━━ THE RECORDS

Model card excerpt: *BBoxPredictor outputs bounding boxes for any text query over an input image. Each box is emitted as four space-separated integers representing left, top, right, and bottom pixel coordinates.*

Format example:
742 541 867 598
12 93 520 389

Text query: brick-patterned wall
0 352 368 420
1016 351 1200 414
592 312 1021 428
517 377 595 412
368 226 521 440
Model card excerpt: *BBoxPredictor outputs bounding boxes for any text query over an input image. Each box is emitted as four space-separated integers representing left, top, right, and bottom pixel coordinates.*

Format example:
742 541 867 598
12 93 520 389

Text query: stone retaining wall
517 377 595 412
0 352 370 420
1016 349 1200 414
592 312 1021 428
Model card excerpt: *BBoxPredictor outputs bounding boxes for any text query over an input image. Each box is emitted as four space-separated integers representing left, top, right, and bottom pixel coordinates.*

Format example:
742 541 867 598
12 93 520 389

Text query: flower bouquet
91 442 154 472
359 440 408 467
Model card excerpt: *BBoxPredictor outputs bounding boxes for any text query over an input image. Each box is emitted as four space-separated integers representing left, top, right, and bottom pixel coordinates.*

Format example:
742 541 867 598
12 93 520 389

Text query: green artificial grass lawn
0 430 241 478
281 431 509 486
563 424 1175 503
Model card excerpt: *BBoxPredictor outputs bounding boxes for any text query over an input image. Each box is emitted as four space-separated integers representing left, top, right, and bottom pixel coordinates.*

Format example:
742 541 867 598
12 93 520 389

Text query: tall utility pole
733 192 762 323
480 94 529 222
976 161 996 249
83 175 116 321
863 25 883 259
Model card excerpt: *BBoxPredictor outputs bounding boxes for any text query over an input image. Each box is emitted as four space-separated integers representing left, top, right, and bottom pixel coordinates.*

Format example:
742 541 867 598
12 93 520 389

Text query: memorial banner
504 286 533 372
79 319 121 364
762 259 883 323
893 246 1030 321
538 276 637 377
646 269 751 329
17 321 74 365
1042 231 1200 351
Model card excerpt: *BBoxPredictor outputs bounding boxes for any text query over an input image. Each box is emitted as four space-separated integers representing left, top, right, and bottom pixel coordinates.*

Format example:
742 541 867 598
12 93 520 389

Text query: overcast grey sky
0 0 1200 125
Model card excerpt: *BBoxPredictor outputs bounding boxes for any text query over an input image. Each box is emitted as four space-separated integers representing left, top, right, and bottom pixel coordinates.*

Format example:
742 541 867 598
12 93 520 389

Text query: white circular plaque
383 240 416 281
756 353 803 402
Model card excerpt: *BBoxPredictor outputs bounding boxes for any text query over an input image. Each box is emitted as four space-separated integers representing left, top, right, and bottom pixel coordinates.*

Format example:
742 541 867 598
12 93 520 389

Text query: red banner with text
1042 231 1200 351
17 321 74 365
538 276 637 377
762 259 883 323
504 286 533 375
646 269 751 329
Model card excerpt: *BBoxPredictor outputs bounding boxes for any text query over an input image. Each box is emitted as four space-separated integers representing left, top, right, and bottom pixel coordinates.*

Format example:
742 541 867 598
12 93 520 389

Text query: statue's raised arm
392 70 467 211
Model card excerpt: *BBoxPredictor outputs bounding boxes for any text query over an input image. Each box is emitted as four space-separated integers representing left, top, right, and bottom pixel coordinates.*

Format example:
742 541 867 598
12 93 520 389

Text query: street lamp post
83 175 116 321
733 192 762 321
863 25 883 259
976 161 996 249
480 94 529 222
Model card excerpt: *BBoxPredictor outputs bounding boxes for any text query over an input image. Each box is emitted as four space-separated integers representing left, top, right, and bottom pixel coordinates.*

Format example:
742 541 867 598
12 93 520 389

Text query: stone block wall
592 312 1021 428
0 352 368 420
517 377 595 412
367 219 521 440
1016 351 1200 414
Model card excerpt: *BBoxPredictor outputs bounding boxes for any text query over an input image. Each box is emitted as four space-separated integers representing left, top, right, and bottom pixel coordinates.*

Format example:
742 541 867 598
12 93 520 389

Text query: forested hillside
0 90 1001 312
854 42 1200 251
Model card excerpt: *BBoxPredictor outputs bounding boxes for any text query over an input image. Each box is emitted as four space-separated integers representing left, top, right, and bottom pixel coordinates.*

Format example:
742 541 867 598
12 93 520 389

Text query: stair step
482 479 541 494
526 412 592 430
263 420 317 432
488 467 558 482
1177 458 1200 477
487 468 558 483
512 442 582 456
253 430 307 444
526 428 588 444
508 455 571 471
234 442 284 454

━━━━
━━ THE RECORDS

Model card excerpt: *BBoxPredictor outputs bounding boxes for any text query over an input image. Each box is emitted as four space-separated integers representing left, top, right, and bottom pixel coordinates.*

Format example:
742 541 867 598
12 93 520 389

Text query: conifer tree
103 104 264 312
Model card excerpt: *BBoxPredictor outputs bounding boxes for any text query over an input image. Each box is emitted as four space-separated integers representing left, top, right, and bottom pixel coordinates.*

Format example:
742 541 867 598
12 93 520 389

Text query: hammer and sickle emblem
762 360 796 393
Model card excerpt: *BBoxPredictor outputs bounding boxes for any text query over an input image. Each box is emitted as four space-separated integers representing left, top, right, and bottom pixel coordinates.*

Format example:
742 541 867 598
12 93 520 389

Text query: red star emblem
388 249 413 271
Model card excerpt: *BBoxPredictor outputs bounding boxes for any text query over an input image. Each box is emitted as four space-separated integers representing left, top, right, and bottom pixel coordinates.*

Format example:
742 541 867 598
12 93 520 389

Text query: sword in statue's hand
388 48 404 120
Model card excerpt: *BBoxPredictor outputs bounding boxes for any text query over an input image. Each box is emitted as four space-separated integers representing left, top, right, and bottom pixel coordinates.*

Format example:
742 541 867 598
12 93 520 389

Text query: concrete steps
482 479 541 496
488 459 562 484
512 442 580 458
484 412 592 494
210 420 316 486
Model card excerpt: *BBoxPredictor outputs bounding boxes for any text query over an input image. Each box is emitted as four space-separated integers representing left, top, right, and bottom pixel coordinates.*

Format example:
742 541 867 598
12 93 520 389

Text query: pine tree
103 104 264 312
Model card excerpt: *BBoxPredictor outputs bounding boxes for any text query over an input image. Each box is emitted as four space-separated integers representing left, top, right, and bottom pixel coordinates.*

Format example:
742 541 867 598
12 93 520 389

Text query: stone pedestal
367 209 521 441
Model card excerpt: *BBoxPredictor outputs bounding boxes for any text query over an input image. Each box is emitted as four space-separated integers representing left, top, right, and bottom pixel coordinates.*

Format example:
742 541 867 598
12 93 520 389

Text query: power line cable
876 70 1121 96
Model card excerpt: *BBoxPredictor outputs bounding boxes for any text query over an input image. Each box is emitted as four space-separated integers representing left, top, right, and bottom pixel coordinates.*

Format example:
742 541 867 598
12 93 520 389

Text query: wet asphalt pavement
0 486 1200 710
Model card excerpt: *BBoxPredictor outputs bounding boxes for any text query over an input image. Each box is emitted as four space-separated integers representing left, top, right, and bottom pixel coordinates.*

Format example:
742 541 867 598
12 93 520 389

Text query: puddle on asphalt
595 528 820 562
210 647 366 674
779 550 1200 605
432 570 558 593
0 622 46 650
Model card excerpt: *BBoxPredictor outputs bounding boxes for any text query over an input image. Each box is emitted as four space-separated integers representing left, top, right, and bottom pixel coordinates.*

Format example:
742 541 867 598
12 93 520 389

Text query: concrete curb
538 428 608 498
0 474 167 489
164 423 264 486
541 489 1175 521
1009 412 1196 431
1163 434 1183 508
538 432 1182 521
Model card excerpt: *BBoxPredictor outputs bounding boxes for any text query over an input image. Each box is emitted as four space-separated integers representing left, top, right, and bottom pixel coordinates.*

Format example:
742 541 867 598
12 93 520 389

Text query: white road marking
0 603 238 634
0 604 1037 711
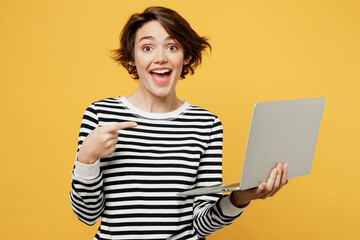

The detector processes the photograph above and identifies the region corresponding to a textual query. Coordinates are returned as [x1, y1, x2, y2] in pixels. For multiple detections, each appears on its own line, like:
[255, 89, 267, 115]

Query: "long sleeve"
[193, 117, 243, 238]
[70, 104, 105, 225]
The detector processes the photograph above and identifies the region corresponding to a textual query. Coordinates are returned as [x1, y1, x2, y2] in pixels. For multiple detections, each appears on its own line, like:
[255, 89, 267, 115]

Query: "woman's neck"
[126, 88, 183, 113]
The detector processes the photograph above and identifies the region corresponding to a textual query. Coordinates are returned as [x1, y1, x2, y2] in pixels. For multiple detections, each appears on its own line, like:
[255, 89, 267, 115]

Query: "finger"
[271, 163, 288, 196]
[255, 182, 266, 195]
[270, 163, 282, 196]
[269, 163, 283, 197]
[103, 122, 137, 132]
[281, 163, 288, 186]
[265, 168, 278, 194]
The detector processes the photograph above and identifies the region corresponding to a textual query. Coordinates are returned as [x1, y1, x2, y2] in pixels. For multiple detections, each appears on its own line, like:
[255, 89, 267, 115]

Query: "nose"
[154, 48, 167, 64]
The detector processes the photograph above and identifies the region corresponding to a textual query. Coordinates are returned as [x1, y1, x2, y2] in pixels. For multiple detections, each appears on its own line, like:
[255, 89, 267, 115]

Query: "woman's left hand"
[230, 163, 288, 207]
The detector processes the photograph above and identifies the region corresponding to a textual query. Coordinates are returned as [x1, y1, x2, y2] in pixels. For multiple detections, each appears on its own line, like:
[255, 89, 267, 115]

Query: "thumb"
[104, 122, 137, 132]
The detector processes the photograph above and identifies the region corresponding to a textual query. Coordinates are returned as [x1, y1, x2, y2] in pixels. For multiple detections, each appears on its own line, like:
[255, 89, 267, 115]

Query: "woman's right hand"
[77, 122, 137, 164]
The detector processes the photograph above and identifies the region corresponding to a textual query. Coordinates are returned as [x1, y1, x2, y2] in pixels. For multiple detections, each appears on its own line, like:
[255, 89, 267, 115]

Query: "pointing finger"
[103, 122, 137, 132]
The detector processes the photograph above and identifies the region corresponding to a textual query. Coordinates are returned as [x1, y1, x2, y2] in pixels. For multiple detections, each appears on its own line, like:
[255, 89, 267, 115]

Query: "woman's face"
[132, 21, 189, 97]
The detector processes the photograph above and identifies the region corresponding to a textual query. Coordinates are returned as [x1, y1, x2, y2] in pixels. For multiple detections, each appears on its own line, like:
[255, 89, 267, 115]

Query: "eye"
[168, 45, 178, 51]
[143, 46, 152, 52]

━━━━

#### CHALLENGE:
Gather every line in the entries above that contains the word "white", and copy each of those lines in full.

#### ANSWER:
Text query: white circular plaque
Text query: white road marking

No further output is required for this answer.